[Records for the exercise]
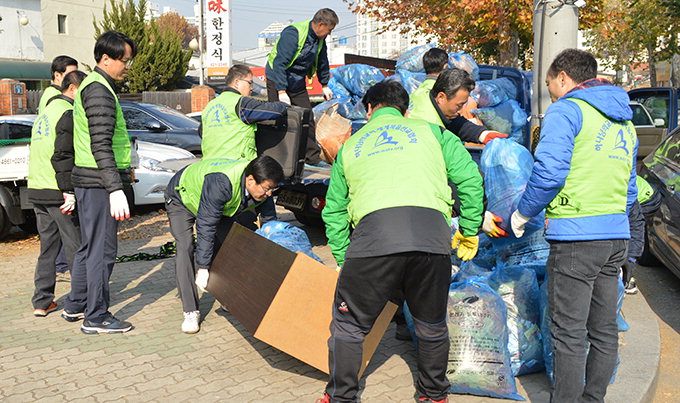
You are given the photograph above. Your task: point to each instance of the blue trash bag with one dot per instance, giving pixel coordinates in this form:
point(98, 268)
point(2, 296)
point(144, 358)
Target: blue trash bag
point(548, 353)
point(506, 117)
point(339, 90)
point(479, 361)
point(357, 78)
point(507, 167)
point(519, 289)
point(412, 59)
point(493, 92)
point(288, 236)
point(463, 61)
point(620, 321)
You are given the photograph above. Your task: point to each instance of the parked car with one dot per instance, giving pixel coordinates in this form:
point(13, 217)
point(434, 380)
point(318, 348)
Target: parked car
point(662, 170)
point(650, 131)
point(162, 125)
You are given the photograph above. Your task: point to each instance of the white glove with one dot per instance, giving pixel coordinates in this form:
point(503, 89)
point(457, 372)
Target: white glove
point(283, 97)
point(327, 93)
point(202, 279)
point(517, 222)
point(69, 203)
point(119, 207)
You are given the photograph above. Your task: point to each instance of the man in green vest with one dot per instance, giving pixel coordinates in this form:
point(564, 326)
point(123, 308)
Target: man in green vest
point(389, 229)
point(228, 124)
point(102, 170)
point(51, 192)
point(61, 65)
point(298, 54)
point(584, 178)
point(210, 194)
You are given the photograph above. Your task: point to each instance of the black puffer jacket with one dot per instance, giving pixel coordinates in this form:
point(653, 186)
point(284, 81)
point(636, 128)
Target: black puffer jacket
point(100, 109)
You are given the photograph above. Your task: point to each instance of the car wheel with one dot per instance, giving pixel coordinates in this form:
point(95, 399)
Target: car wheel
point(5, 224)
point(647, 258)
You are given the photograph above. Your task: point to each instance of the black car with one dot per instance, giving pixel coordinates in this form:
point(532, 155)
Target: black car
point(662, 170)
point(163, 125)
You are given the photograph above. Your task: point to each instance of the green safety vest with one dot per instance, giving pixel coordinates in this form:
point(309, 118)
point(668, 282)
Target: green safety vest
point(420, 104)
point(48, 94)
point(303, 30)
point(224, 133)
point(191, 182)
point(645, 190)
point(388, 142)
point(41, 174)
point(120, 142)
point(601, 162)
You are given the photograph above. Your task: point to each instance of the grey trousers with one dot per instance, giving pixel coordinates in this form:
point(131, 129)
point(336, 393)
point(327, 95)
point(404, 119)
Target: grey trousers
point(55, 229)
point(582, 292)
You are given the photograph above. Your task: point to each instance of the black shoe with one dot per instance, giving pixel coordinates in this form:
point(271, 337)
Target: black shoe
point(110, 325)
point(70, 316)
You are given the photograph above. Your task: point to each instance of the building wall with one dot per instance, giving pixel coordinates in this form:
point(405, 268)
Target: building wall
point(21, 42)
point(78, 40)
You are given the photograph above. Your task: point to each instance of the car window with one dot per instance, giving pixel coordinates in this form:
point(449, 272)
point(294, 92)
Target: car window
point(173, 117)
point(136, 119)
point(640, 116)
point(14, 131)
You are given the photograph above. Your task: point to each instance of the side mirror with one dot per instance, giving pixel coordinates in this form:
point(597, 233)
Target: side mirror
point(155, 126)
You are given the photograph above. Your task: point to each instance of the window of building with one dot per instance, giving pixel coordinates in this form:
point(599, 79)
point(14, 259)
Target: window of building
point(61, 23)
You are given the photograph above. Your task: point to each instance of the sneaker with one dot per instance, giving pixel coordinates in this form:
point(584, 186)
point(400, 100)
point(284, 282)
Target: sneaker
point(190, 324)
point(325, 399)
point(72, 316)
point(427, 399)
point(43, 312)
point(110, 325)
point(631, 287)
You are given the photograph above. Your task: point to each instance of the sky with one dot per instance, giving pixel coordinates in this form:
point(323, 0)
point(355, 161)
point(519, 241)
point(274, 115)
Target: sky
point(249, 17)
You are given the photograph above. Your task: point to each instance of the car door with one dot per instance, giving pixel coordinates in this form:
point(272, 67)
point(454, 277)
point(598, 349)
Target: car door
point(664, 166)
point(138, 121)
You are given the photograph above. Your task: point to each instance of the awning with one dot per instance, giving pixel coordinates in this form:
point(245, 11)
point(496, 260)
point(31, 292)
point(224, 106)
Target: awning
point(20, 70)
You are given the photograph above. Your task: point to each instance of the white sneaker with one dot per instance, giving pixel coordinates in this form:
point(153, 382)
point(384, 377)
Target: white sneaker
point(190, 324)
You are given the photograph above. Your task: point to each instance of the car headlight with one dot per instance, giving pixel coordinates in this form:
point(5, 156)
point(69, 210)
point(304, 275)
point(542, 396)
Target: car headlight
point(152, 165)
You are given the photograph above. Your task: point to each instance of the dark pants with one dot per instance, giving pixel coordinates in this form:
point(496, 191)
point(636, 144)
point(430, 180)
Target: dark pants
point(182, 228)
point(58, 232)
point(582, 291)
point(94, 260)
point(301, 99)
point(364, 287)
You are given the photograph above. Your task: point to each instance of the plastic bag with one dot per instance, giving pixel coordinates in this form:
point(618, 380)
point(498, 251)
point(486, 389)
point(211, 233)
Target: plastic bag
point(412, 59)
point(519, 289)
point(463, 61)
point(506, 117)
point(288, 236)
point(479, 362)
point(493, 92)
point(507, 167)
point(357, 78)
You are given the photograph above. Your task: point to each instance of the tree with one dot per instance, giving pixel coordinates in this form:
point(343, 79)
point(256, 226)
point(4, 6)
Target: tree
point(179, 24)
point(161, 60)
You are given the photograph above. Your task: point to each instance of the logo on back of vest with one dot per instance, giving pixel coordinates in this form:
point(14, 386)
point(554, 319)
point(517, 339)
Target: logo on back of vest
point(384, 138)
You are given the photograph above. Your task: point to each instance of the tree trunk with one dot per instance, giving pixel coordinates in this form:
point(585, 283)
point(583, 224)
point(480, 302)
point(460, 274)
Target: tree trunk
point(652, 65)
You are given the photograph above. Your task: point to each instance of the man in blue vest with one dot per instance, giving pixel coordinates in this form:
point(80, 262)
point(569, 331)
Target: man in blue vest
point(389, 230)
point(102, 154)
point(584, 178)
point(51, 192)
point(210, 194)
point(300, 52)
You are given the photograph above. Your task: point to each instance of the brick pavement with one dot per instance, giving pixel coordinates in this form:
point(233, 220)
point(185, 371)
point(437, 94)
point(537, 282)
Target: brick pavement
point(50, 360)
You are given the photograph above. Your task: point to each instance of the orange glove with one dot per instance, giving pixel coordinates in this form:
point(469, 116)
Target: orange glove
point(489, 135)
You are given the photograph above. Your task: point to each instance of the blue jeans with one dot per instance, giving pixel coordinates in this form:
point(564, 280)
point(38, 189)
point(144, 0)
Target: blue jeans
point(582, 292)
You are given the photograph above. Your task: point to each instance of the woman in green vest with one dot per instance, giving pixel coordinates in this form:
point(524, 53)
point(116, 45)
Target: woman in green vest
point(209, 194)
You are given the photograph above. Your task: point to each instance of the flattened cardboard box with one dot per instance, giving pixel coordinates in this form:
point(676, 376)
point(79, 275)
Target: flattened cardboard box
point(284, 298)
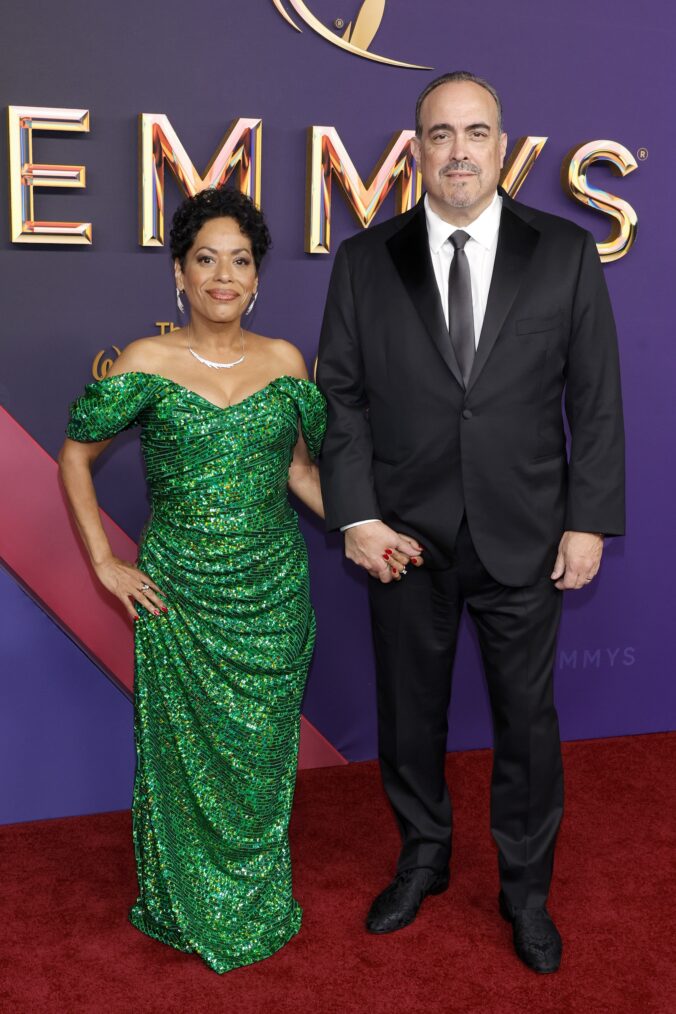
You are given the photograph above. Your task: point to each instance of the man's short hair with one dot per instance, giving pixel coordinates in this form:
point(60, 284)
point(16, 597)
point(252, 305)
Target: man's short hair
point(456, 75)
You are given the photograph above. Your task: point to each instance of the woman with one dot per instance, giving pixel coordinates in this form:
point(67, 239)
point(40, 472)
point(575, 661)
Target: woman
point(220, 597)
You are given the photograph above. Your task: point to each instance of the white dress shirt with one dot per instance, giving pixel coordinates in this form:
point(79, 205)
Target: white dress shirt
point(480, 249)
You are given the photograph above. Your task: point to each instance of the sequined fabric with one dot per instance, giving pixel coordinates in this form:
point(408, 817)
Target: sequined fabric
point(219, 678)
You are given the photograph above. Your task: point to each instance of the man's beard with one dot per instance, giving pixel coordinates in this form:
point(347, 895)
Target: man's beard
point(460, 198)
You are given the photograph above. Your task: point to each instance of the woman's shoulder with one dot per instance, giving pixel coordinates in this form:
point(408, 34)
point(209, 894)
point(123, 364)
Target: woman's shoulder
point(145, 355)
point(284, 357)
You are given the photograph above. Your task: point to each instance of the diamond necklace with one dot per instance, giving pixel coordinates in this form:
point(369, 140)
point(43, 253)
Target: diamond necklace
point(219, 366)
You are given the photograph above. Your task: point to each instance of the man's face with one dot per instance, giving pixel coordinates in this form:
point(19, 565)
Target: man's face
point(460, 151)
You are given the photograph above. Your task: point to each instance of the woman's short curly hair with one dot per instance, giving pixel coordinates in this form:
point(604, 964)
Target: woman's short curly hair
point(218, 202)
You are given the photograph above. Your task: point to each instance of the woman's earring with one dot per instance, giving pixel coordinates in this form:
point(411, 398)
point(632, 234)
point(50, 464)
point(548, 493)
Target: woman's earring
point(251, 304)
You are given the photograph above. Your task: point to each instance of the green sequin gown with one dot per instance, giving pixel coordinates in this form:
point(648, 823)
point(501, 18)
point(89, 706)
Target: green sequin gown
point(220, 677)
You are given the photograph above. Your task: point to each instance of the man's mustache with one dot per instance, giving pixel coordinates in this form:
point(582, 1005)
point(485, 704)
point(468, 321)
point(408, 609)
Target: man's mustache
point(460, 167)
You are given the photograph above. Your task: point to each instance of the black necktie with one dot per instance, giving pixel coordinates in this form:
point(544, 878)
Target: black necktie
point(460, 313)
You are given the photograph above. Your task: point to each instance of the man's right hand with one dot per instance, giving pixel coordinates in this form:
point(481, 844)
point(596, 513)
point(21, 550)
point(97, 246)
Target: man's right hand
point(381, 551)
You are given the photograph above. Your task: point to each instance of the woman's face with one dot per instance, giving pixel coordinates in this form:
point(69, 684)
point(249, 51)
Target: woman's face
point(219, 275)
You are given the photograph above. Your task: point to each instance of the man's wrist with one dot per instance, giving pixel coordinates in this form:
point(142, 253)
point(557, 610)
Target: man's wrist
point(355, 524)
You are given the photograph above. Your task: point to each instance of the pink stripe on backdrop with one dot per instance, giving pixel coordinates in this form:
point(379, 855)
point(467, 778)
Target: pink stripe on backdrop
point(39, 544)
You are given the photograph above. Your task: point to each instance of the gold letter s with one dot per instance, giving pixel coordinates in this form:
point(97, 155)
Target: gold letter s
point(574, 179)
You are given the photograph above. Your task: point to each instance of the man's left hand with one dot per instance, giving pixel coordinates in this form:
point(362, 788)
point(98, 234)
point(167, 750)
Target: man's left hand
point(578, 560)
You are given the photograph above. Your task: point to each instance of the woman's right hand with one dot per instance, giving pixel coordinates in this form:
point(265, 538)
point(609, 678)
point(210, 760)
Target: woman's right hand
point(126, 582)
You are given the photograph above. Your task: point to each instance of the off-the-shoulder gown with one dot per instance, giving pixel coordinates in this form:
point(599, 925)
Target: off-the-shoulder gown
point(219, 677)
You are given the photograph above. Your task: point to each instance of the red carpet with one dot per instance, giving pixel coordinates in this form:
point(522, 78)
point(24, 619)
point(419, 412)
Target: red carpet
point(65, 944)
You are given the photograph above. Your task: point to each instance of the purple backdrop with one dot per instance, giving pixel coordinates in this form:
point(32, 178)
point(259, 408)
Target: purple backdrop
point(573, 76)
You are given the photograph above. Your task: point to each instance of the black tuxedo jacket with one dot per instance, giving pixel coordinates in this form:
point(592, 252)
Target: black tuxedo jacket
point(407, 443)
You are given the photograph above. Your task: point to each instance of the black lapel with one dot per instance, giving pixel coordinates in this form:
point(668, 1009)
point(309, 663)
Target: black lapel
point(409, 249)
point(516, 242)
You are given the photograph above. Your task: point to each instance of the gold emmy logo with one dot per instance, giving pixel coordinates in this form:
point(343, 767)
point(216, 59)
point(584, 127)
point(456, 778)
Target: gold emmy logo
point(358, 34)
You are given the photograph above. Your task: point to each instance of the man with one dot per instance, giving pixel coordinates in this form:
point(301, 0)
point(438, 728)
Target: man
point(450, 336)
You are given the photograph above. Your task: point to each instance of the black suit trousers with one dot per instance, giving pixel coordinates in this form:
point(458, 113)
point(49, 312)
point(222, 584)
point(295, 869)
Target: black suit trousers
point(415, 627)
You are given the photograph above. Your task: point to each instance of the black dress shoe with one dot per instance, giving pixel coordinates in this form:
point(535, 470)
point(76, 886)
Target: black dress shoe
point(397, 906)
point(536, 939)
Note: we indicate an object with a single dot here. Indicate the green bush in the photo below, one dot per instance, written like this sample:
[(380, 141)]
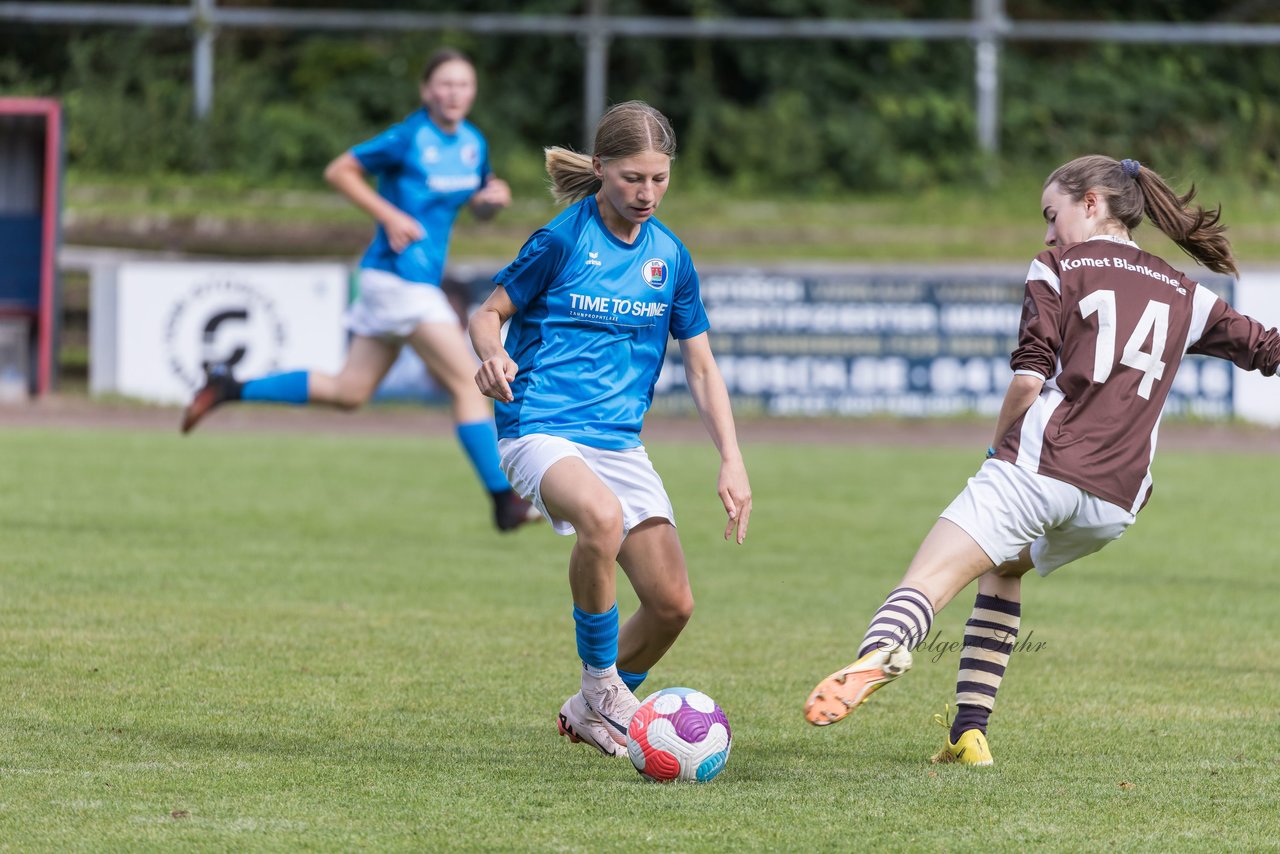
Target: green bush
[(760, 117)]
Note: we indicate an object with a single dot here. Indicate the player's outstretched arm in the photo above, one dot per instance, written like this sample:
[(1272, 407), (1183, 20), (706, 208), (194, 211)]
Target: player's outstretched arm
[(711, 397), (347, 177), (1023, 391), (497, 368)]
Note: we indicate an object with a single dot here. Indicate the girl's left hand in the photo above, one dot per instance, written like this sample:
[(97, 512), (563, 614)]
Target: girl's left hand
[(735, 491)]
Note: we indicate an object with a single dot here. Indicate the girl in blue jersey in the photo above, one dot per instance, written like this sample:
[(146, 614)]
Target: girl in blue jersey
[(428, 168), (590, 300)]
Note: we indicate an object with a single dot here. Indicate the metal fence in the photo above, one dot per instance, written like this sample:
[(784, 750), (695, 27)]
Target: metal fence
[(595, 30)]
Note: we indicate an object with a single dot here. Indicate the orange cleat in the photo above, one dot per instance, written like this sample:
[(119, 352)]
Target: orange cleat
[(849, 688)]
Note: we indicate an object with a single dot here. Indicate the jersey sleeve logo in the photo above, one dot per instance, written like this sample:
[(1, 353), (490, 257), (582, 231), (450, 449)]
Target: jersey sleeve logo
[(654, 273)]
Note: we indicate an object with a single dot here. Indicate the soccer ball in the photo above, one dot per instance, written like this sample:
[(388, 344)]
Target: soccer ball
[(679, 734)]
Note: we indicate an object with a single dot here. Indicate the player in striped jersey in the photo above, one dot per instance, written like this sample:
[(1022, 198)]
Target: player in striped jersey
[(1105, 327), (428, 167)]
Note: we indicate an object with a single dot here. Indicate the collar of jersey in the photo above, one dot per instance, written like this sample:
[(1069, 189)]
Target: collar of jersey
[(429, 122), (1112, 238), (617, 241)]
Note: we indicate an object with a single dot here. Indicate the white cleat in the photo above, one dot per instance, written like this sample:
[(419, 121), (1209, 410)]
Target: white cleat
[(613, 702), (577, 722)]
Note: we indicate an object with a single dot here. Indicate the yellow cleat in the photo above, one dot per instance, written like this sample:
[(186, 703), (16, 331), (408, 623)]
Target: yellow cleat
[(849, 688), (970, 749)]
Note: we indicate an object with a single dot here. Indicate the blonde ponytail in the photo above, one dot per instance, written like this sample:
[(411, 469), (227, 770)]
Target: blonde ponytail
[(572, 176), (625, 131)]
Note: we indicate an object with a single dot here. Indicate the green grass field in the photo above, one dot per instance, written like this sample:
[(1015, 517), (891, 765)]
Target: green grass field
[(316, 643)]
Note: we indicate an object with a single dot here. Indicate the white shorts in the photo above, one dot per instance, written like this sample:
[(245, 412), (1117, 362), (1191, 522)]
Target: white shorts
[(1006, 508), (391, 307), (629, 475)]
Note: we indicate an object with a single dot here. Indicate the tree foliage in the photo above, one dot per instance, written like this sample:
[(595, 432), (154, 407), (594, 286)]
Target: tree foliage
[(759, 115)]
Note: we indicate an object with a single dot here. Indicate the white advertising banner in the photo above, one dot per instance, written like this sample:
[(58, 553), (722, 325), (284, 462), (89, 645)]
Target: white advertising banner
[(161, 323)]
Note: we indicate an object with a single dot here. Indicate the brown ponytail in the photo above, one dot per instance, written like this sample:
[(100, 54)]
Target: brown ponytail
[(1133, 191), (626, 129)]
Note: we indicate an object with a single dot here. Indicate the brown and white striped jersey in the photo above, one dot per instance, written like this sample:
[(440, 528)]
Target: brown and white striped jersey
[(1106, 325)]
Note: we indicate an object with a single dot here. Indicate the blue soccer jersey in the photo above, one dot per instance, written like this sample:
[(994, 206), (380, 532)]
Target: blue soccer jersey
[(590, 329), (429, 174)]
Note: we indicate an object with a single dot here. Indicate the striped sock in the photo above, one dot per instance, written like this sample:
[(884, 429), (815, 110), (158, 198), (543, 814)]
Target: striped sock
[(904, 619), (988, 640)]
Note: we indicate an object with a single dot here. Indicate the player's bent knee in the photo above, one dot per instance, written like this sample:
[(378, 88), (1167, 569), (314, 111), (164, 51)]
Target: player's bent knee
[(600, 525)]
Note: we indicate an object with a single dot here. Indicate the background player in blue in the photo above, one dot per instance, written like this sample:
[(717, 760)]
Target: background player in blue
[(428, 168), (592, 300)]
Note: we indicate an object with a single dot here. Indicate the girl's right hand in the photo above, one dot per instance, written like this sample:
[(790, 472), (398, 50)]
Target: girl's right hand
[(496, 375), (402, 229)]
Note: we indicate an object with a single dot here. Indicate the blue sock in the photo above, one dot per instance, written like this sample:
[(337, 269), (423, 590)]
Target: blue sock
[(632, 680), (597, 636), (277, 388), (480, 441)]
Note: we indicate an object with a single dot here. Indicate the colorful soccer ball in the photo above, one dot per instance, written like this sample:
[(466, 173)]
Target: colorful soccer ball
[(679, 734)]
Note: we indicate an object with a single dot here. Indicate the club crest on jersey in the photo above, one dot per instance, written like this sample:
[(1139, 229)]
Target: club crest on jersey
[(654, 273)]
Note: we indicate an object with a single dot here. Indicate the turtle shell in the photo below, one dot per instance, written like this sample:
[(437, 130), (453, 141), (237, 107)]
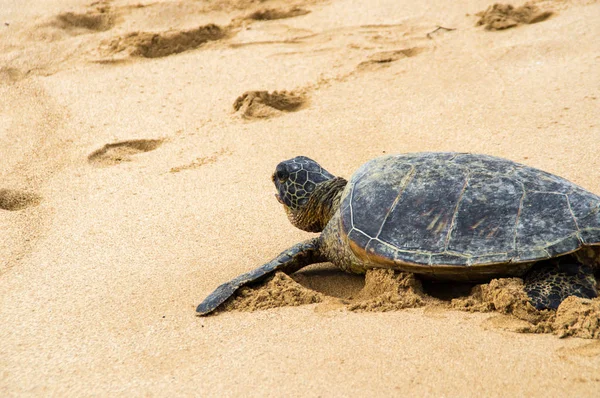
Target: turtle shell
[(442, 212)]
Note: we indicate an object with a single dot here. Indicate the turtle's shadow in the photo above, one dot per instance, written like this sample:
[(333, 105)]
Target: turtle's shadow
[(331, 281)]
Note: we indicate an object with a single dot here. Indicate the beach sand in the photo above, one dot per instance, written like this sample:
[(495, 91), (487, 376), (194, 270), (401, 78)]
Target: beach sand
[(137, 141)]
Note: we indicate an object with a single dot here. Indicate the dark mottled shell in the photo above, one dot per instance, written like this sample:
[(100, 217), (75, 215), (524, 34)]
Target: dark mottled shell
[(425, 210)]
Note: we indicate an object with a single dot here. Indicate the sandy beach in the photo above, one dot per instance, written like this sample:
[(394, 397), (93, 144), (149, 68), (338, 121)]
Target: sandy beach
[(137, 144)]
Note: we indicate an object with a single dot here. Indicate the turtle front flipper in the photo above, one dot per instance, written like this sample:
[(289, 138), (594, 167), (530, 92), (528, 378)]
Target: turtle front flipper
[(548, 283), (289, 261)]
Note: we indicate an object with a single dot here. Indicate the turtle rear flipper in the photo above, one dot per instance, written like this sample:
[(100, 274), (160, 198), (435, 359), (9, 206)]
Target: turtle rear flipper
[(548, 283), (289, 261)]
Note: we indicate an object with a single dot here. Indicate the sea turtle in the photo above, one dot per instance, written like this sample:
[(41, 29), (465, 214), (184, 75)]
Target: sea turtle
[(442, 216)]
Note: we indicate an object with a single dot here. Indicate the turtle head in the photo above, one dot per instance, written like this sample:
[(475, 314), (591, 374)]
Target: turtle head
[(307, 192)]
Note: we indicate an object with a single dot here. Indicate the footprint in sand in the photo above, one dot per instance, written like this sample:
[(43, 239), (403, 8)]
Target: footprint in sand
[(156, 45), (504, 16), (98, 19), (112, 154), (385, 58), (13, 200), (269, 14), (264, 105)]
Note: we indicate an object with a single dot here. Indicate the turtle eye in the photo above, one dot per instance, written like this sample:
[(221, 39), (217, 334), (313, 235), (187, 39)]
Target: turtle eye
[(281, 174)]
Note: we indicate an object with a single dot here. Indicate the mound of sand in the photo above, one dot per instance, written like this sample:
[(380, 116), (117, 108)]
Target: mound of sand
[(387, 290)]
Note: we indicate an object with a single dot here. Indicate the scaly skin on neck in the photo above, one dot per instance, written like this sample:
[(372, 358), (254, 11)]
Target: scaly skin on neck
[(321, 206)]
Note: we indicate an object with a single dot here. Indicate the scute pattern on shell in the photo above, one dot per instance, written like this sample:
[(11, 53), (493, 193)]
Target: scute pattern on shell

[Exercise]
Output the records above as a Markdown table with the columns Row and Line, starting at the line that contains "the man's face" and ending at the line that contains "point(219, 275)", both included. Number each row and leave out blank lines.

[Complete answer]
| Row | Line |
|---|---|
| 1 | You are given the photograph above. Your task: point to each instance of the man's face with one dot per instance, giving pixel coordinates in this form: |
| 2 | point(19, 565) |
| 3 | Target: man's face |
| 4 | point(460, 151) |
| 5 | You are given the photograph above. Your task: point to each instance of the woman's short curly hair with one dot per instance, giving pixel coordinates in this form: |
| 6 | point(604, 964) |
| 7 | Target: woman's short curly hair |
| 8 | point(218, 202) |
| 9 | You are given the photograph above. Your task: point to each instance of the woman's earring with one dot per instance, giving pixel coordinates in this form: |
| 10 | point(411, 398) |
| 11 | point(632, 234) |
| 12 | point(50, 464) |
| 13 | point(548, 493) |
| 14 | Target: woman's earring |
| 15 | point(251, 304) |
| 16 | You are given the photograph above. Your task: point to each instance of the green sequin gown with one dot per instance, giving pixel coordinates in this form: |
| 17 | point(648, 823) |
| 18 | point(501, 18) |
| 19 | point(89, 706) |
| 20 | Target: green sequin gown |
| 21 | point(220, 677) |
| 22 | You are given the photograph above. Your task: point to each instance of the man's mustache with one dot per instance, giving pixel coordinates in this form: |
| 23 | point(582, 1005) |
| 24 | point(485, 704) |
| 25 | point(468, 321) |
| 26 | point(408, 609) |
| 27 | Target: man's mustache |
| 28 | point(460, 167) |
| 29 | You are given the photograph above. Your task: point to each instance of the black necktie with one dot per instance, giving pixel coordinates in this form: |
| 30 | point(544, 878) |
| 31 | Target: black necktie |
| 32 | point(460, 313) |
| 33 | You are given the photograph above. Your task: point to each instance of the man's right hand with one dot per instance, giving pixel coordinates in this form: |
| 34 | point(481, 844) |
| 35 | point(596, 513) |
| 36 | point(21, 550) |
| 37 | point(97, 246) |
| 38 | Target: man's right hand |
| 39 | point(381, 551) |
| 40 | You are given the photograph above. Your task: point to each instance of the woman's face with one dot per instance, giving pixel coordinates in this form: |
| 41 | point(69, 684) |
| 42 | point(249, 51) |
| 43 | Target: woman's face |
| 44 | point(219, 275) |